>>>

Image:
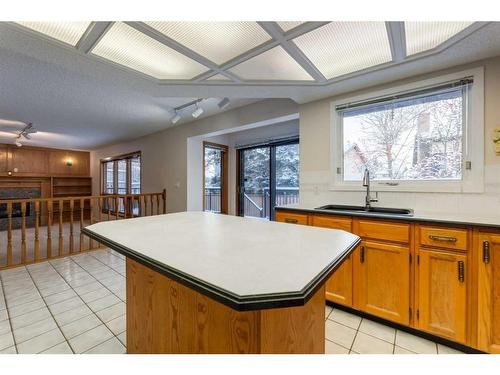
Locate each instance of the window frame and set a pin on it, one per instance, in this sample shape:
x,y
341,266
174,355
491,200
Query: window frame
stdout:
x,y
127,157
473,150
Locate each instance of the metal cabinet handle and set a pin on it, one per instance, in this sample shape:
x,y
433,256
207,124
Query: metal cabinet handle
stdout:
x,y
461,271
443,238
486,252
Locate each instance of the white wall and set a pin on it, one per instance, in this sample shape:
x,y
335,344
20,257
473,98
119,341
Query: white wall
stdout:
x,y
315,133
165,154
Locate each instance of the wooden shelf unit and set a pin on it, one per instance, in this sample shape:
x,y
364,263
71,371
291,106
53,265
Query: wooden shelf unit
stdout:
x,y
63,187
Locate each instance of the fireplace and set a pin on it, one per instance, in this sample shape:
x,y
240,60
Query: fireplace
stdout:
x,y
8,193
16,209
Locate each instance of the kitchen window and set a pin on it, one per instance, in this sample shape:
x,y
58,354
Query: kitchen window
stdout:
x,y
122,174
422,137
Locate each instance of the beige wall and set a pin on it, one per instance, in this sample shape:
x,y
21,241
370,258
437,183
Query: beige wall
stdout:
x,y
315,122
164,154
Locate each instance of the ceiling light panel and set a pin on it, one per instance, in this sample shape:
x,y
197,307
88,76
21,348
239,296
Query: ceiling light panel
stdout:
x,y
274,64
340,48
126,46
217,41
67,32
218,77
289,25
423,36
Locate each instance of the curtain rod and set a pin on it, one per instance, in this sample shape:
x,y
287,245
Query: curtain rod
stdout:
x,y
407,94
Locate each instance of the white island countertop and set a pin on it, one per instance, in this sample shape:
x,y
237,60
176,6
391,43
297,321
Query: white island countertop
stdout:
x,y
242,262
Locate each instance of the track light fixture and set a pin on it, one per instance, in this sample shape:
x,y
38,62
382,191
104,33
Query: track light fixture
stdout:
x,y
176,118
197,112
223,103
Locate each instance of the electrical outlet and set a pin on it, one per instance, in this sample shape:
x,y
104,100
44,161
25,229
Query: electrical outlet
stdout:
x,y
496,140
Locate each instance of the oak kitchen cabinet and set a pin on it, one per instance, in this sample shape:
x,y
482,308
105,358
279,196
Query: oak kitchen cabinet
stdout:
x,y
488,257
382,279
440,278
339,286
442,293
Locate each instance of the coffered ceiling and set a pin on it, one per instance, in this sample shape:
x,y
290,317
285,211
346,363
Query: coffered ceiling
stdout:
x,y
287,52
88,84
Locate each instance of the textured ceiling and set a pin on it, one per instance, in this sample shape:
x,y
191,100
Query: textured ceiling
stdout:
x,y
79,100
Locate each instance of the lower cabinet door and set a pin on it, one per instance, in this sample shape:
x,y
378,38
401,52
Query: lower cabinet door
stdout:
x,y
489,293
442,294
382,280
339,285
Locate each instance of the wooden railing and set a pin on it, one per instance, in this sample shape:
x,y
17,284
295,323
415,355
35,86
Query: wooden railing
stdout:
x,y
34,230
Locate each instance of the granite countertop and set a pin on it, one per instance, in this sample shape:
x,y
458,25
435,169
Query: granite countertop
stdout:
x,y
244,263
492,221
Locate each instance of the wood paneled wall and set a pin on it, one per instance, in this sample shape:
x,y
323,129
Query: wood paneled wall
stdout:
x,y
42,162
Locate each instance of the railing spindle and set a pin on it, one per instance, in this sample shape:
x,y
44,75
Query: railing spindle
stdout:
x,y
71,221
125,206
108,201
61,238
49,229
82,203
117,207
37,230
23,232
164,196
9,233
91,220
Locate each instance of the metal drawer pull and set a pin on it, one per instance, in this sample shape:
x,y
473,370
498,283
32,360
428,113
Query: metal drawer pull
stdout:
x,y
443,238
486,252
461,273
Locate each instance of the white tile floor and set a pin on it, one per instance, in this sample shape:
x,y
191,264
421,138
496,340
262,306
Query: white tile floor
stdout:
x,y
350,334
77,305
69,305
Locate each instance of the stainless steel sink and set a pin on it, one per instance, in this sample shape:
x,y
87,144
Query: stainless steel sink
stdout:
x,y
363,209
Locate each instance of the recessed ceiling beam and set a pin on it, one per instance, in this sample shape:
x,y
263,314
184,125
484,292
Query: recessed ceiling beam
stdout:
x,y
94,33
397,40
156,35
273,29
297,31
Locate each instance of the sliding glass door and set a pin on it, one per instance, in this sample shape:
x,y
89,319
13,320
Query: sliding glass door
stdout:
x,y
269,176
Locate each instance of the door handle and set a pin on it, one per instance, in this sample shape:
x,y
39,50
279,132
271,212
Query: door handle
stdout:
x,y
486,252
442,238
461,271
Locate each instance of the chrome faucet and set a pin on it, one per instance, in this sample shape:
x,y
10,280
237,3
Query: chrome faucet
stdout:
x,y
368,198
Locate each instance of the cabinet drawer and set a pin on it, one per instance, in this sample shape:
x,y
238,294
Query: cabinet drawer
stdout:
x,y
291,217
331,222
450,238
381,230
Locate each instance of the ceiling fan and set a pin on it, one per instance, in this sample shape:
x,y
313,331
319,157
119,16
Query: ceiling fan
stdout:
x,y
25,132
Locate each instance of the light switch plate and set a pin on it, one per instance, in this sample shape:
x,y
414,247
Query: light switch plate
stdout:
x,y
496,140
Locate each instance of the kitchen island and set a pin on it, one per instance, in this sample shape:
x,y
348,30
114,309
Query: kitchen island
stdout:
x,y
207,283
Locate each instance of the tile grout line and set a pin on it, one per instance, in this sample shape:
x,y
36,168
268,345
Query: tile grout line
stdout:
x,y
50,312
94,313
98,279
8,314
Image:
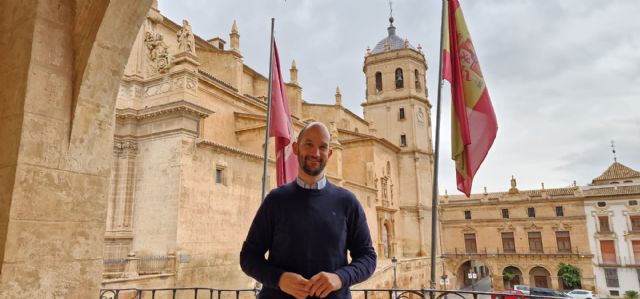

<<<

> [WORK INSTRUCTION] How many lines of the material above contain the string "outlet"? Answer with the number only.

> [ANSWER BOX] 2